** START **

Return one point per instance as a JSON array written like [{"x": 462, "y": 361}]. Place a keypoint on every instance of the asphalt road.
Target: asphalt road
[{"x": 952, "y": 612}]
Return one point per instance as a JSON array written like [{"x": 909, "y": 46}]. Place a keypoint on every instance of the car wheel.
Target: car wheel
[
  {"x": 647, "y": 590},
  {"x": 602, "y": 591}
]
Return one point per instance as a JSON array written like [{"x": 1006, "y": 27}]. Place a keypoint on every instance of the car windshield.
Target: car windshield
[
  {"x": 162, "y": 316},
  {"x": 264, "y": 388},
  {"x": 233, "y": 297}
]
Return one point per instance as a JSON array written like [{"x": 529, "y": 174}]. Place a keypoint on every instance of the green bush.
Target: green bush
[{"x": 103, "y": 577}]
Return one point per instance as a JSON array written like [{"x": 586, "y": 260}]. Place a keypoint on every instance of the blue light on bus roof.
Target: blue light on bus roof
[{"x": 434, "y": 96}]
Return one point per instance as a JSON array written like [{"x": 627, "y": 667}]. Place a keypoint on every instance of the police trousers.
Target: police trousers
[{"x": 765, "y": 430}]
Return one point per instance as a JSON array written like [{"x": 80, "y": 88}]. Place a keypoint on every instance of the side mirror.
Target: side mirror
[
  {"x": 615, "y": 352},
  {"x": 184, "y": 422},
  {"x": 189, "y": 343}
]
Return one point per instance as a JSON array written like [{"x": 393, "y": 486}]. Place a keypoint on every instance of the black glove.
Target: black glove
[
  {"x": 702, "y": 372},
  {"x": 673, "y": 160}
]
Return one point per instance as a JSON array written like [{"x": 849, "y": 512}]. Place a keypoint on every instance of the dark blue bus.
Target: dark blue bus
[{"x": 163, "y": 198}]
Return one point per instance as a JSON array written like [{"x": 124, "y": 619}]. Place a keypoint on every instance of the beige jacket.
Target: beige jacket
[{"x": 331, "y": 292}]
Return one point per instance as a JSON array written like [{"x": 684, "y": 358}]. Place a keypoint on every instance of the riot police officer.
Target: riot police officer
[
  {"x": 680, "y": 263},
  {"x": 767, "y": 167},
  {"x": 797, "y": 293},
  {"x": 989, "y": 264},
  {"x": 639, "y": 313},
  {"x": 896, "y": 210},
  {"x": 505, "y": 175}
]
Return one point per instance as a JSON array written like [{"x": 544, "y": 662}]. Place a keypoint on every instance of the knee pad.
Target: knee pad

** END **

## WRITTEN PROBLEM
Every entry should be output exactly as written, please.

## FINAL ANSWER
Return one point per instance as a JSON array written like [{"x": 462, "y": 361}]. Place a keypoint on every instance of the asphalt road.
Target: asphalt road
[{"x": 952, "y": 612}]
Return one point per instance as a JSON array written like [{"x": 909, "y": 46}]. Place a keypoint on every instance of the car wheel.
Target: car wheel
[
  {"x": 647, "y": 590},
  {"x": 602, "y": 591}
]
Return one point per instance as a JSON array written like [{"x": 1006, "y": 27}]. Place a keypoint on every instance of the car windshield.
Target: car windshield
[
  {"x": 162, "y": 316},
  {"x": 264, "y": 388},
  {"x": 233, "y": 297}
]
Return one point per instance as a JSON array written like [{"x": 529, "y": 174}]. Place a keypoint on every instance of the green bush.
Target: green bush
[{"x": 103, "y": 577}]
Return one point per instance as a JSON array written like [{"x": 586, "y": 260}]. Place a keypoint on every instance of the blue light on bus roof.
Target: blue light on bus roof
[{"x": 434, "y": 96}]
Return one point per instance as a JSON array written like [{"x": 627, "y": 667}]. Place a keypoint on every instance of the police trousers.
Target: police trousers
[{"x": 765, "y": 430}]
Return one point per instance as a JSON array written like [{"x": 80, "y": 88}]. Place a keypoint on every instance of the side mirror.
Target: side mirror
[
  {"x": 615, "y": 352},
  {"x": 184, "y": 422},
  {"x": 189, "y": 343}
]
Return one point per instance as a JSON array written like [{"x": 393, "y": 486}]. Place a keypoint on every instance of the black glove.
Target: black glove
[
  {"x": 702, "y": 372},
  {"x": 673, "y": 160}
]
Return one point per instance as a JSON array written like [{"x": 849, "y": 512}]. Place a keypoint on every instance of the dark blue bus.
Target: dark blue bus
[{"x": 163, "y": 198}]
Return one point per instance as a JSON array written like [{"x": 124, "y": 619}]. Place a keypoint on every instance of the beige jacket.
Target: beige jacket
[{"x": 331, "y": 292}]
Return one point per instance as a JSON array written like [{"x": 684, "y": 358}]. Place a keypoint on every instance of the riot police officer.
Target: riot police officer
[
  {"x": 680, "y": 263},
  {"x": 767, "y": 167},
  {"x": 797, "y": 293},
  {"x": 989, "y": 264},
  {"x": 639, "y": 313},
  {"x": 896, "y": 210},
  {"x": 505, "y": 175}
]
Return one point per instance as a JSON array written like [{"x": 544, "y": 662}]. Place a keypoint on every instance of the knee pad.
Target: knee pad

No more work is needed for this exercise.